#### Dataset content
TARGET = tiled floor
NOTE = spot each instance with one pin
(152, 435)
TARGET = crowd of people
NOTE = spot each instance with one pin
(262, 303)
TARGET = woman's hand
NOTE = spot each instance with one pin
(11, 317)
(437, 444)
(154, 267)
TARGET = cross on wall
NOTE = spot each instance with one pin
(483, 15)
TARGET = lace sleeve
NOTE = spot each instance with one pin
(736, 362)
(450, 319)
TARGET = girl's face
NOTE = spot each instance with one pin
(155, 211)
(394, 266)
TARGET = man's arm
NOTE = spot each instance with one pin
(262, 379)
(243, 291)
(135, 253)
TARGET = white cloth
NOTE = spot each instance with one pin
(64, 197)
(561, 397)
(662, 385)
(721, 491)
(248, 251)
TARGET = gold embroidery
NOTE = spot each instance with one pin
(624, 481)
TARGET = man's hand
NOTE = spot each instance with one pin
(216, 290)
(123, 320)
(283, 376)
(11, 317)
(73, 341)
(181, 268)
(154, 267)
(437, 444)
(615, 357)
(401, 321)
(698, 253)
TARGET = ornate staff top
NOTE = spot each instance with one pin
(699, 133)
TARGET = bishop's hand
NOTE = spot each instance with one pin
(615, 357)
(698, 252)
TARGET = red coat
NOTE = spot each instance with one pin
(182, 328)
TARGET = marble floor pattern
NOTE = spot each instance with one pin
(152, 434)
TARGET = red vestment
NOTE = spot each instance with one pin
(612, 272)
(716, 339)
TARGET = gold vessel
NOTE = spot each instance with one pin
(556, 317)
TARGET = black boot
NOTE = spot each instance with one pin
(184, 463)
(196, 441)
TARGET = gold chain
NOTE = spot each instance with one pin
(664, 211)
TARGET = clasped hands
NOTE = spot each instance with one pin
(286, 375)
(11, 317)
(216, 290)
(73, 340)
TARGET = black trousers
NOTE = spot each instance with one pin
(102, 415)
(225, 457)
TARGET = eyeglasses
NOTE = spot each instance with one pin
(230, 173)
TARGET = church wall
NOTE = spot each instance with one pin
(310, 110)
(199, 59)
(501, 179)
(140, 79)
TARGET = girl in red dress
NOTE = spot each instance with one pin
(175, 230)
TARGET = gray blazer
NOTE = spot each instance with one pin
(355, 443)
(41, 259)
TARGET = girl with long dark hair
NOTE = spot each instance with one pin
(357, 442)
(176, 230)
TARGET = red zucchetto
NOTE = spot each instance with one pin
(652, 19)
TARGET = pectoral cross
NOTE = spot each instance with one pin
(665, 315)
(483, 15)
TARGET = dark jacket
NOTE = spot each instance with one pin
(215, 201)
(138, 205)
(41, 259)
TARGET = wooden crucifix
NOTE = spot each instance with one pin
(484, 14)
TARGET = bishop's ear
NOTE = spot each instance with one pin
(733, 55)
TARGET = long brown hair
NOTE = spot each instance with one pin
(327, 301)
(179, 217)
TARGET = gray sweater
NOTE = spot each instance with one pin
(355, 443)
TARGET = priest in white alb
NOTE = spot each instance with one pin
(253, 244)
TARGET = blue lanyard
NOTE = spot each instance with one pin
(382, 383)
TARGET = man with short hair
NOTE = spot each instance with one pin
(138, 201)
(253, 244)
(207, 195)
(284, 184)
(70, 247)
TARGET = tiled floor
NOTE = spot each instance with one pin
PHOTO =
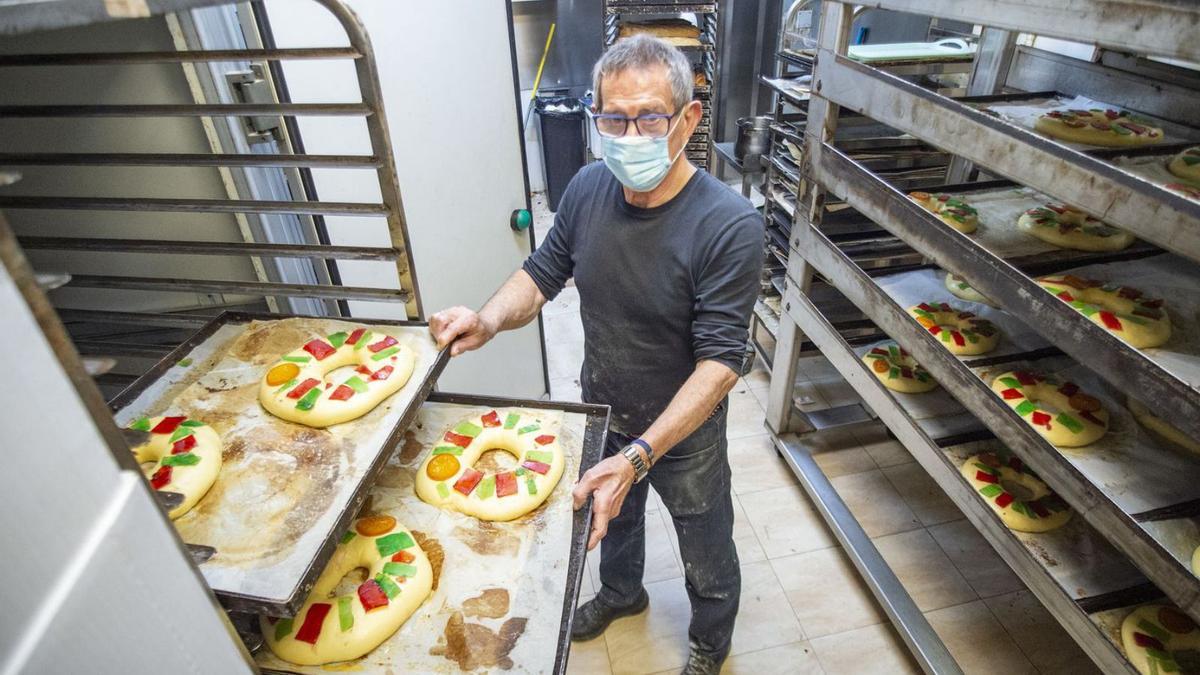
(804, 609)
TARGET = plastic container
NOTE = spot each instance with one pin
(563, 142)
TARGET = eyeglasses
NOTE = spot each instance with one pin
(652, 125)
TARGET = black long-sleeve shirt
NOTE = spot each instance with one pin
(660, 288)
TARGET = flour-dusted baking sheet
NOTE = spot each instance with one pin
(1026, 113)
(1127, 465)
(285, 490)
(503, 591)
(1177, 281)
(913, 287)
(1081, 561)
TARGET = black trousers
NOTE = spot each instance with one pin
(693, 479)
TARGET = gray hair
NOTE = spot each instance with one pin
(643, 52)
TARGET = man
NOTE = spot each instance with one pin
(666, 260)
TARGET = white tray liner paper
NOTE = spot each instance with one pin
(1081, 561)
(528, 559)
(204, 389)
(1026, 114)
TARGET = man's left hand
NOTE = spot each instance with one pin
(609, 482)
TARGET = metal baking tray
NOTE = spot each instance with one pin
(274, 578)
(394, 495)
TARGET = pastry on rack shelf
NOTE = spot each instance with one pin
(1161, 430)
(1161, 639)
(448, 477)
(1068, 227)
(953, 211)
(1108, 129)
(677, 31)
(1126, 312)
(963, 333)
(331, 628)
(898, 370)
(1060, 412)
(1019, 497)
(961, 290)
(1187, 166)
(186, 455)
(299, 388)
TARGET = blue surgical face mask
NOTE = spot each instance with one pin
(639, 162)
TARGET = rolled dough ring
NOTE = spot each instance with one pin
(186, 455)
(1068, 227)
(448, 478)
(1156, 635)
(1161, 430)
(1187, 166)
(1108, 129)
(1126, 312)
(1059, 411)
(327, 628)
(990, 476)
(898, 370)
(297, 387)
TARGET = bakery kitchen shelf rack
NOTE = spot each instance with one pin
(988, 147)
(282, 242)
(703, 55)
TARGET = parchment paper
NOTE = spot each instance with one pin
(499, 587)
(1177, 281)
(282, 485)
(1026, 113)
(1081, 561)
(1126, 465)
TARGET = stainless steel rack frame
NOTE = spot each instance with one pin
(307, 205)
(843, 87)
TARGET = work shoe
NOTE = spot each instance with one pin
(702, 663)
(592, 619)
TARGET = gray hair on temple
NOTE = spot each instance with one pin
(645, 52)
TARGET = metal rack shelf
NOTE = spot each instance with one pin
(841, 186)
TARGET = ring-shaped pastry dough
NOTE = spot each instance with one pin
(898, 370)
(1068, 227)
(1108, 129)
(952, 210)
(1060, 411)
(991, 477)
(961, 332)
(1155, 635)
(1123, 311)
(295, 387)
(448, 478)
(1162, 430)
(1187, 166)
(186, 455)
(327, 628)
(964, 291)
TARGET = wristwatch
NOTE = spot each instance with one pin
(641, 467)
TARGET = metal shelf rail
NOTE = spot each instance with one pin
(1002, 149)
(327, 286)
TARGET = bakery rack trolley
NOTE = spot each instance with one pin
(907, 161)
(988, 147)
(699, 149)
(277, 236)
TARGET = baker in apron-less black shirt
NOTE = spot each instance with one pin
(666, 260)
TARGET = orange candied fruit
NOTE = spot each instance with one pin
(375, 525)
(442, 467)
(281, 374)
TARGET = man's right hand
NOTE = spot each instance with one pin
(461, 328)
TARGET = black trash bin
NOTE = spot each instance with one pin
(563, 142)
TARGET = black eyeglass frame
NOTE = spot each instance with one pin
(636, 120)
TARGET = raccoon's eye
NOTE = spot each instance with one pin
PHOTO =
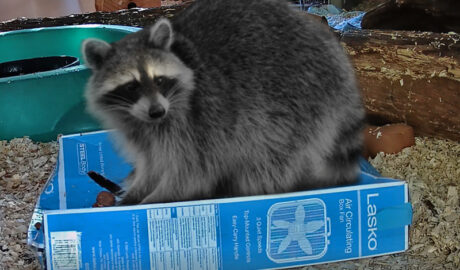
(131, 86)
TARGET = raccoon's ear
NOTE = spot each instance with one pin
(94, 52)
(161, 34)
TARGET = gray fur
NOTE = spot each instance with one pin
(266, 102)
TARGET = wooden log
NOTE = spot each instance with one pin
(419, 15)
(409, 77)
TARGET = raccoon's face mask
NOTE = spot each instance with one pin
(138, 77)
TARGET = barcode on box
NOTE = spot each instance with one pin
(65, 250)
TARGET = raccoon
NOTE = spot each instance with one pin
(229, 98)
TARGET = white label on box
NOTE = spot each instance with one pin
(183, 237)
(65, 248)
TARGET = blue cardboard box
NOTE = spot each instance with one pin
(368, 219)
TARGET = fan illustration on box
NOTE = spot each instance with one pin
(297, 231)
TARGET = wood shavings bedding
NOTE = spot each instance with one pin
(431, 167)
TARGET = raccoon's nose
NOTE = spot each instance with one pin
(156, 112)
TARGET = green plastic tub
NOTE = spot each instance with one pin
(46, 103)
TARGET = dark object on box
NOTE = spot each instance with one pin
(104, 199)
(419, 15)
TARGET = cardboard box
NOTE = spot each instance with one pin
(272, 231)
########
Begin at the first line of the records above and quote every line verbatim through the one that contains "TARGET = man's arm".

• _Written response_:
TARGET = tiled floor
NOTE = spot each instance with one pin
(152, 435)
TARGET = crowd of people
NOTE = spot each instance with one pin
(262, 303)
TARGET = woman's hand
NOTE = spot each instance with one pin
(11, 317)
(437, 444)
(154, 267)
TARGET = cross on wall
NOTE = spot each instance with one pin
(483, 15)
TARGET = lace sleeve
NOTE = spot each instance with one pin
(736, 362)
(450, 319)
TARGET = girl's face
NOTE = spot each instance with one pin
(155, 211)
(394, 266)
TARGET = man's arm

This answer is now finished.